>> BEGIN
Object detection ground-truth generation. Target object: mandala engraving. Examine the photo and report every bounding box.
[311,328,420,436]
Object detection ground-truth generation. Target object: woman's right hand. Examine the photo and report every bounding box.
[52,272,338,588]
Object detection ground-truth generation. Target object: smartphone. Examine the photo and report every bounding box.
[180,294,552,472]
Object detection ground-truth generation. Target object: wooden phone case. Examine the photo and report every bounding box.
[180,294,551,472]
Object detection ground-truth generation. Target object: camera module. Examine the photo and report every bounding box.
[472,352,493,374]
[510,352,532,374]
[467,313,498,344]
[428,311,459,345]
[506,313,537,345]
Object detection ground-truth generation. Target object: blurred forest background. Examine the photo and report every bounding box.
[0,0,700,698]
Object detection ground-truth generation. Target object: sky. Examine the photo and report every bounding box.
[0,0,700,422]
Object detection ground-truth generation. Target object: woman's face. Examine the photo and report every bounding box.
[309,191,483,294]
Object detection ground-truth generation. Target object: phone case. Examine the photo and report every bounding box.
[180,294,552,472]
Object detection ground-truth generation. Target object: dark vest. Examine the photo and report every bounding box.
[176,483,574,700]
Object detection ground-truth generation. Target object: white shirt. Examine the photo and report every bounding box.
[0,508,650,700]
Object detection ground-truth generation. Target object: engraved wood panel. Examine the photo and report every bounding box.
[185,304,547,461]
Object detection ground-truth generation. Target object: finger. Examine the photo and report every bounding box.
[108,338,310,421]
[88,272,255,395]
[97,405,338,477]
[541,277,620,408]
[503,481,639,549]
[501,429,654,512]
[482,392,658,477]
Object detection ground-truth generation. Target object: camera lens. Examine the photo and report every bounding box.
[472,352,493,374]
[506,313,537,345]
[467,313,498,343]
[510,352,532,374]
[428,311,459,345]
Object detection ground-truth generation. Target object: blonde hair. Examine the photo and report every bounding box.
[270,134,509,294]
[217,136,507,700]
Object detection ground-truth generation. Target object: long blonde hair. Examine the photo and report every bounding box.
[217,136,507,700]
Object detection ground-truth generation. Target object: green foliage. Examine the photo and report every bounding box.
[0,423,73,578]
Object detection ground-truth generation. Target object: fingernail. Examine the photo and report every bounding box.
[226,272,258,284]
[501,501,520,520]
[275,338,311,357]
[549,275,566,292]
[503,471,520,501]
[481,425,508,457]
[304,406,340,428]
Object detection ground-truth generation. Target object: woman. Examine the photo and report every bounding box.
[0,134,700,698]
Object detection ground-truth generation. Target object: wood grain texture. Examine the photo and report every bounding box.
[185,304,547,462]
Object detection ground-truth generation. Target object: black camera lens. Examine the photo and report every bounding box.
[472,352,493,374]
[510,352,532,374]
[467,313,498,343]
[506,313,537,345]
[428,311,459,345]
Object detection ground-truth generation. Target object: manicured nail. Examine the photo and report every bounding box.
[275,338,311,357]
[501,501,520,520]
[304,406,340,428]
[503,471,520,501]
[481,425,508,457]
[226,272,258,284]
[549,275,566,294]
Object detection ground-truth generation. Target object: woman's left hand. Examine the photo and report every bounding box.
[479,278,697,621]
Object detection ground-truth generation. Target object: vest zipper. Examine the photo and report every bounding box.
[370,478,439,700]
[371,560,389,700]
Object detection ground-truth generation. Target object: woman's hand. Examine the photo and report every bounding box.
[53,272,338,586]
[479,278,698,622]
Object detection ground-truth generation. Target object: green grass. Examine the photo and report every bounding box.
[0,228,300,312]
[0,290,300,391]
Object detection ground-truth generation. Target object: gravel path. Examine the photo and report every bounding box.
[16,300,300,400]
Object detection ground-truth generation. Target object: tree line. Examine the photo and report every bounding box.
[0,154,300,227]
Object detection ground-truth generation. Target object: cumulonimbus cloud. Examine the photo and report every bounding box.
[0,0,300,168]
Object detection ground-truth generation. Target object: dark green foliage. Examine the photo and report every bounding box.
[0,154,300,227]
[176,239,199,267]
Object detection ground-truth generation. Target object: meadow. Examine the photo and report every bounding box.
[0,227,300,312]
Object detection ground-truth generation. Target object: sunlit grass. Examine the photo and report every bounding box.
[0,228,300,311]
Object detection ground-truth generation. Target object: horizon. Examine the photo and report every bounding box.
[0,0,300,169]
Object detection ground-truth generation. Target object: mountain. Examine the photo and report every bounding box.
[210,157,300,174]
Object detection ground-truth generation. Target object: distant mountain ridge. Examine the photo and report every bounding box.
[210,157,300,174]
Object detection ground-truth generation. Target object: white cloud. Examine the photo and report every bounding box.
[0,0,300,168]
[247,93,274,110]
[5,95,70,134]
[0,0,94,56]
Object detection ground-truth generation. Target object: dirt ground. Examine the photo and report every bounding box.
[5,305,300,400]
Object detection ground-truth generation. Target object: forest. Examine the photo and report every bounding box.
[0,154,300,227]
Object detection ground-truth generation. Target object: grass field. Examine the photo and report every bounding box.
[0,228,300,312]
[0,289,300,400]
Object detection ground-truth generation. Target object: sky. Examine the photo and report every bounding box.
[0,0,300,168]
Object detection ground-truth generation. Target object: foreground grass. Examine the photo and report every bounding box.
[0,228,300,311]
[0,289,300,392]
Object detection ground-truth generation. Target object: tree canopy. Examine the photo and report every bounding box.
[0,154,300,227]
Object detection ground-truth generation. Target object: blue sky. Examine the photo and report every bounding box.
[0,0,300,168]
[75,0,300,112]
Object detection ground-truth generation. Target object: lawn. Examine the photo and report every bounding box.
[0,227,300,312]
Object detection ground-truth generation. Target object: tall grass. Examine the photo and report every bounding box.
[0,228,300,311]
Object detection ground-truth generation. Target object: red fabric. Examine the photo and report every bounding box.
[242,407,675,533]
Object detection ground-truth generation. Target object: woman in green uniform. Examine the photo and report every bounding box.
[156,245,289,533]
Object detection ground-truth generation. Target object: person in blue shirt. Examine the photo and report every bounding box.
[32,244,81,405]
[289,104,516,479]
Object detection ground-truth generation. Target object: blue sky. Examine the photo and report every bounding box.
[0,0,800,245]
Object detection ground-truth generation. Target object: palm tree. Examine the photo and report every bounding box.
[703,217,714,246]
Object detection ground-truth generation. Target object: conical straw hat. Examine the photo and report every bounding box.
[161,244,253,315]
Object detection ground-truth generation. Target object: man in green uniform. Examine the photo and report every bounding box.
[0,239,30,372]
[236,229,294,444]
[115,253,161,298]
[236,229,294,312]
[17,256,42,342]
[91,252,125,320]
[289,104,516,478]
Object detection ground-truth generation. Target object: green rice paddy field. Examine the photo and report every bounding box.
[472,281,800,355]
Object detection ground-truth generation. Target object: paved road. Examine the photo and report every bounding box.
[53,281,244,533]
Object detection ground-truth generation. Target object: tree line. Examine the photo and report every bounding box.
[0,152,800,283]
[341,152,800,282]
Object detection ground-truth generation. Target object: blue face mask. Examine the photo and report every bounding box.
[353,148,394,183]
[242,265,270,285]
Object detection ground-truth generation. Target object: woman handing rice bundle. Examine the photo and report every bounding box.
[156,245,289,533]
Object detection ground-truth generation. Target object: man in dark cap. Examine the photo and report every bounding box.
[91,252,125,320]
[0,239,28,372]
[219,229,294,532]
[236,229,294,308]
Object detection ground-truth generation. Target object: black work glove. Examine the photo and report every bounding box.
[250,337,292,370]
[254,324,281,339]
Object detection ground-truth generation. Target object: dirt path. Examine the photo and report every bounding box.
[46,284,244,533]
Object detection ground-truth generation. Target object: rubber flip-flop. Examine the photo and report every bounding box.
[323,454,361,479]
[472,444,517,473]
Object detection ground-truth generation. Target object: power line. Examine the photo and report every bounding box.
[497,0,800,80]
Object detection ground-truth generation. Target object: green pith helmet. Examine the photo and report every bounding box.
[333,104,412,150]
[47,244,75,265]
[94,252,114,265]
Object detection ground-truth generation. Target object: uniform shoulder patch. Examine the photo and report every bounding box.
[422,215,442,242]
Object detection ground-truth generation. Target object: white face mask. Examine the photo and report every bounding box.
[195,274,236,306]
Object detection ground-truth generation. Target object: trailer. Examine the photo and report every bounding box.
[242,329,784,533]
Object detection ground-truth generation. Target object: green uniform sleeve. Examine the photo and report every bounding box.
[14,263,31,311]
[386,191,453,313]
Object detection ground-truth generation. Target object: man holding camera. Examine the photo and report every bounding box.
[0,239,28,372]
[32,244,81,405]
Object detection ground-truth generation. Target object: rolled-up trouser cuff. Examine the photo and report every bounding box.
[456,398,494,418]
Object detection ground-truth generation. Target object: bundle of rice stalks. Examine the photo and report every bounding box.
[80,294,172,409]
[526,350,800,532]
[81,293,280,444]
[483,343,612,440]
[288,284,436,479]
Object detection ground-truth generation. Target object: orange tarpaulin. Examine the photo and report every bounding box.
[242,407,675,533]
>> END
SHORT PROBLEM:
Please copy out the records above word for word, from the first line up to and including the line with "[0,0,700,698]".

WORKED SOLUTION:
Object detection ground-truth generation. Target object: mandala engraving. Examine the photo and report every bounding box.
[311,328,420,436]
Object detection ground-truth generation. Target object: woman's right hand. Examine the photo and report every bounding box.
[52,272,338,588]
Object detection ground-truth generation. Target object: smartphone. Examine the photo and report every bounding box.
[180,294,552,472]
Object detection ground-truth generation. Target object: wooden phone case. Examine the photo and report every bounding box.
[180,294,551,472]
Object detection ground-truth generation. Target object: camera module. Examine the photo and report every bounding box.
[472,352,493,374]
[510,352,532,374]
[467,313,498,344]
[428,311,459,345]
[506,313,537,345]
Object detection ground-truth generation. Target object: blurred forest background. Examine the photo and report every bounding box.
[0,0,700,698]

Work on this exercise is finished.